[Provided text Boundary: Start]
Masks required, COVID-19 tests encouraged for opening day in the Texas House

By Cassandra Pollock
The Associated Press

People attending the opening day of the 2021 legislative session will be required to wear masks and asked to take coronavirus tests ahead of the event, the chair of the House Administration Committee wrote in a memo to lawmakers Monday.

State Rep. Charlie Geren, R-Fort Worth, said there may be additional screenings or temperature checks as people enter the building for the festivities, which typically see the Texas Capitol packed with members, guests and families. If a House member tests positive for the virus, he wrote, “arrangements will be made … to allow them to take the oath of office.”

“The duration of the ceremony will be shortened,” he wrote, “and there will be a significant reduction in the number of people admitted to the House floor and gallery.”

Access to the House floor will be restricted to lawmakers, essential staff, ceremony participants, temporary officers and approved guests, Geren said. Members of the media, the public and additional guests who have been approved to attend the ceremony will be seated in the House gallery.

Each lawmaker or incoming member will have two guest seats for family or friends either on the chamber floor or in the gallery. Guest seats will be spaced approximately three and a half feet from one another side-to-side and staggered front to back, Geren wrote. That spacing, coupled with the requirement of face masks, “is acceptable to medical professionals consulted by the House,” he wrote.
[Provided text Boundary: End]
Exercise brief = Repeat the part of the article on the Texas House opening day from "By Cassandra Pollock" to "to lawmakers Monday." word for word.
[Records shown Boundary: Start]
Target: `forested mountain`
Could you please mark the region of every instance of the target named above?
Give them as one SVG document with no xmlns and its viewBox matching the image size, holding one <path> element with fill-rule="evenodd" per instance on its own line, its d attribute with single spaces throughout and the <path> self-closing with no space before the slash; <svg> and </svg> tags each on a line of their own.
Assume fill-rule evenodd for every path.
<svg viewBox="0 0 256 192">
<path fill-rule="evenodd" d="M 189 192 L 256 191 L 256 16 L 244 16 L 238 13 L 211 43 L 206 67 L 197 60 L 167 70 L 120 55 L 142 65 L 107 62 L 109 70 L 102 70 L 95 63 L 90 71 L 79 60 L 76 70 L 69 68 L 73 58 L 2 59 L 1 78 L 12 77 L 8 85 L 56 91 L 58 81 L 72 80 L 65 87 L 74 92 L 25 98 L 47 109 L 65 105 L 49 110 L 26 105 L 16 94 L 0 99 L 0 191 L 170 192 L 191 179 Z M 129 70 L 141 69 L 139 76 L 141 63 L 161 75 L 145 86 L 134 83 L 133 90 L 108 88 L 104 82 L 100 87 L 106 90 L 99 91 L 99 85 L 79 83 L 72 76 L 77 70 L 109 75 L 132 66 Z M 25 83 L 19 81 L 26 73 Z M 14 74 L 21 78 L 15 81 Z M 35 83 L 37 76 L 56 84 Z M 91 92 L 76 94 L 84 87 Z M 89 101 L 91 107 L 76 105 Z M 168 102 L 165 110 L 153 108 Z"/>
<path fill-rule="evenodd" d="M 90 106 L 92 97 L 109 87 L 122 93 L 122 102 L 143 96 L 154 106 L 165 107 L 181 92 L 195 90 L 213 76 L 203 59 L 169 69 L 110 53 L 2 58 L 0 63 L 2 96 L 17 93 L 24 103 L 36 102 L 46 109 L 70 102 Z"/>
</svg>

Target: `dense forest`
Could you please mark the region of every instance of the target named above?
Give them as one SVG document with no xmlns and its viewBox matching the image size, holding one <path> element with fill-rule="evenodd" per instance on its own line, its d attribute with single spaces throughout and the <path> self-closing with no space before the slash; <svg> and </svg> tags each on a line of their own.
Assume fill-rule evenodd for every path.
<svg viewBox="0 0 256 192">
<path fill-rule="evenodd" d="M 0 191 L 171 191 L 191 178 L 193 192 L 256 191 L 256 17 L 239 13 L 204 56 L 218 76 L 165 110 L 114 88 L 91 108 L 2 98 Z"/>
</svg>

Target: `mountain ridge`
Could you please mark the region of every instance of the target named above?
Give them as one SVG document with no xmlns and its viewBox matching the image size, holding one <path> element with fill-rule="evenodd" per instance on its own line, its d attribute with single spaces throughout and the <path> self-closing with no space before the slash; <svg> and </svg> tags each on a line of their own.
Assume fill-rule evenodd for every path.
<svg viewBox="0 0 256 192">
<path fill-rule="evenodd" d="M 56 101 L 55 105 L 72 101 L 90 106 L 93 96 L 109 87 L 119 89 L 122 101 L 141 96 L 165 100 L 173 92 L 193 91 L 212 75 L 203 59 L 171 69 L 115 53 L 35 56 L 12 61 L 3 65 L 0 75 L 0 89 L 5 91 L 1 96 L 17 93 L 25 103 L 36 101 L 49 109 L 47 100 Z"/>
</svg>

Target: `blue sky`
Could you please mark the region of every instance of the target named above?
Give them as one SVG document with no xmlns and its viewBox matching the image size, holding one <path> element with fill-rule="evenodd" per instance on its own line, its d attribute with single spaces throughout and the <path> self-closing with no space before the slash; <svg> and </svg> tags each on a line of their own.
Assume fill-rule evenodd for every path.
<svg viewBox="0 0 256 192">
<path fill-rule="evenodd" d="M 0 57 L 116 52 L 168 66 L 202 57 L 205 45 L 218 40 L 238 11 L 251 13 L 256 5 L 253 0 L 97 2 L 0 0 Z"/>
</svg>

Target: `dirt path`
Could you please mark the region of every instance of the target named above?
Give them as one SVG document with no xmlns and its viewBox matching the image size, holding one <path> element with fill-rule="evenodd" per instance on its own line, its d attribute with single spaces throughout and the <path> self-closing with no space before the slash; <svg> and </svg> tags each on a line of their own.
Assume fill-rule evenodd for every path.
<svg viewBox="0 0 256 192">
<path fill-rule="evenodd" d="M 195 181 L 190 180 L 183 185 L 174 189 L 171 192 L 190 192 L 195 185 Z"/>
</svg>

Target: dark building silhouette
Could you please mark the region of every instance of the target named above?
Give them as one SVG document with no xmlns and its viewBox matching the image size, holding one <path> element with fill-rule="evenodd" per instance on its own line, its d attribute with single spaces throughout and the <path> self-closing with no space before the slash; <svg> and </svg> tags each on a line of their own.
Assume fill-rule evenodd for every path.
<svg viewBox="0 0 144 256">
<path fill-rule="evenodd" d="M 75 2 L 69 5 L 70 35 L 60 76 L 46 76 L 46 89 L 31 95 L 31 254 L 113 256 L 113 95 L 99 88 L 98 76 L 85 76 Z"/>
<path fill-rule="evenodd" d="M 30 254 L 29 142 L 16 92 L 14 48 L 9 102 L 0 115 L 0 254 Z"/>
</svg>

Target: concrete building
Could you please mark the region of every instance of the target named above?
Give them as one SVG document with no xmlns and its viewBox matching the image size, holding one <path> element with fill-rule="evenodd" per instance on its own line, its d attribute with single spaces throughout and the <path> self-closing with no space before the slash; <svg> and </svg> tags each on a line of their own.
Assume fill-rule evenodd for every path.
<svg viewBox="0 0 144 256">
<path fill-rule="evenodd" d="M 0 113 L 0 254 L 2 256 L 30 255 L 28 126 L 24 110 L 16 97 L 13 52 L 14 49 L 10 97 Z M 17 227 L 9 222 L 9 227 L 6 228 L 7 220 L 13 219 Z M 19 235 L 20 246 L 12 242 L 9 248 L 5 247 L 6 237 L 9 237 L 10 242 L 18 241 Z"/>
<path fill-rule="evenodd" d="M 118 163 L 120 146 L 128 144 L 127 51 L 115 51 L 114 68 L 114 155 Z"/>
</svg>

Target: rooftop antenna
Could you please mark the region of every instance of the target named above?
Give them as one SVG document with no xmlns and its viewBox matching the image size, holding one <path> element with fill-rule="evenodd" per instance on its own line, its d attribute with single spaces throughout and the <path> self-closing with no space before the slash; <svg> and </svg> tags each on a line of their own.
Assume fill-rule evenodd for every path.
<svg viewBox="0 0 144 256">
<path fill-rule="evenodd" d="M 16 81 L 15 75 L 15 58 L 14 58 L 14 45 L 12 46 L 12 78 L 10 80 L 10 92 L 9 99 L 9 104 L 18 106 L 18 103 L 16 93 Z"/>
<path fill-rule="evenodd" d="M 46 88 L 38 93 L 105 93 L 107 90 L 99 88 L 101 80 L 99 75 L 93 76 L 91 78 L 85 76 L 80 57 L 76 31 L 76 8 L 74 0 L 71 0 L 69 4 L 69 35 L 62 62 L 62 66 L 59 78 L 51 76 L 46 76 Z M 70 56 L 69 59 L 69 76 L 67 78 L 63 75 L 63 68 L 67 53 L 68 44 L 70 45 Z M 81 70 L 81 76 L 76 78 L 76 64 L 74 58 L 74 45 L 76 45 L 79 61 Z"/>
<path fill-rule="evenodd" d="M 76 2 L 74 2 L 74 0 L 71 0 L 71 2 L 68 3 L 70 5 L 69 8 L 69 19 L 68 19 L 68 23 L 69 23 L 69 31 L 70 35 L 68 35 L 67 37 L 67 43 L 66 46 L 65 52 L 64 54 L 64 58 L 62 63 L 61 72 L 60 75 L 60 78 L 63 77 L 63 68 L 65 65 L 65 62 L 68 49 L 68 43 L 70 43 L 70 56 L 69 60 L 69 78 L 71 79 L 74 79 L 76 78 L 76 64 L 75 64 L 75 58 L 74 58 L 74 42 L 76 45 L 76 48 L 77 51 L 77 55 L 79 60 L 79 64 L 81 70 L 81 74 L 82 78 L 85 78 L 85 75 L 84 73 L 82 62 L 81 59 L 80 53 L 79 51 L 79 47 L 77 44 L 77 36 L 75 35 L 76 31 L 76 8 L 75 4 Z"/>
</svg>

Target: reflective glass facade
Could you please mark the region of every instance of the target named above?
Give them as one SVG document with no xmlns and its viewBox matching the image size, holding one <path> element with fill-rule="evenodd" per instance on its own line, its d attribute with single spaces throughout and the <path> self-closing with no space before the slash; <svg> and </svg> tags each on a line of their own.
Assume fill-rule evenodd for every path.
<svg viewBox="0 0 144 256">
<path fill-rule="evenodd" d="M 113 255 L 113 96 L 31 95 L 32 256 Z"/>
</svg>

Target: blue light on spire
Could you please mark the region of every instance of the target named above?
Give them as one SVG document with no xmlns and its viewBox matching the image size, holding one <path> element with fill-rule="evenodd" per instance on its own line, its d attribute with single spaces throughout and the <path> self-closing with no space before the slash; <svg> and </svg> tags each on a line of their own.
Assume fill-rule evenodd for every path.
[Records shown Boundary: End]
Reply to the exercise =
By Cassandra Pollock
The Associated Press

People attending the opening day of the 2021 legislative session will be required to wear masks and asked to take coronavirus tests ahead of the event, the chair of the House Administration Committee wrote in a memo to lawmakers Monday.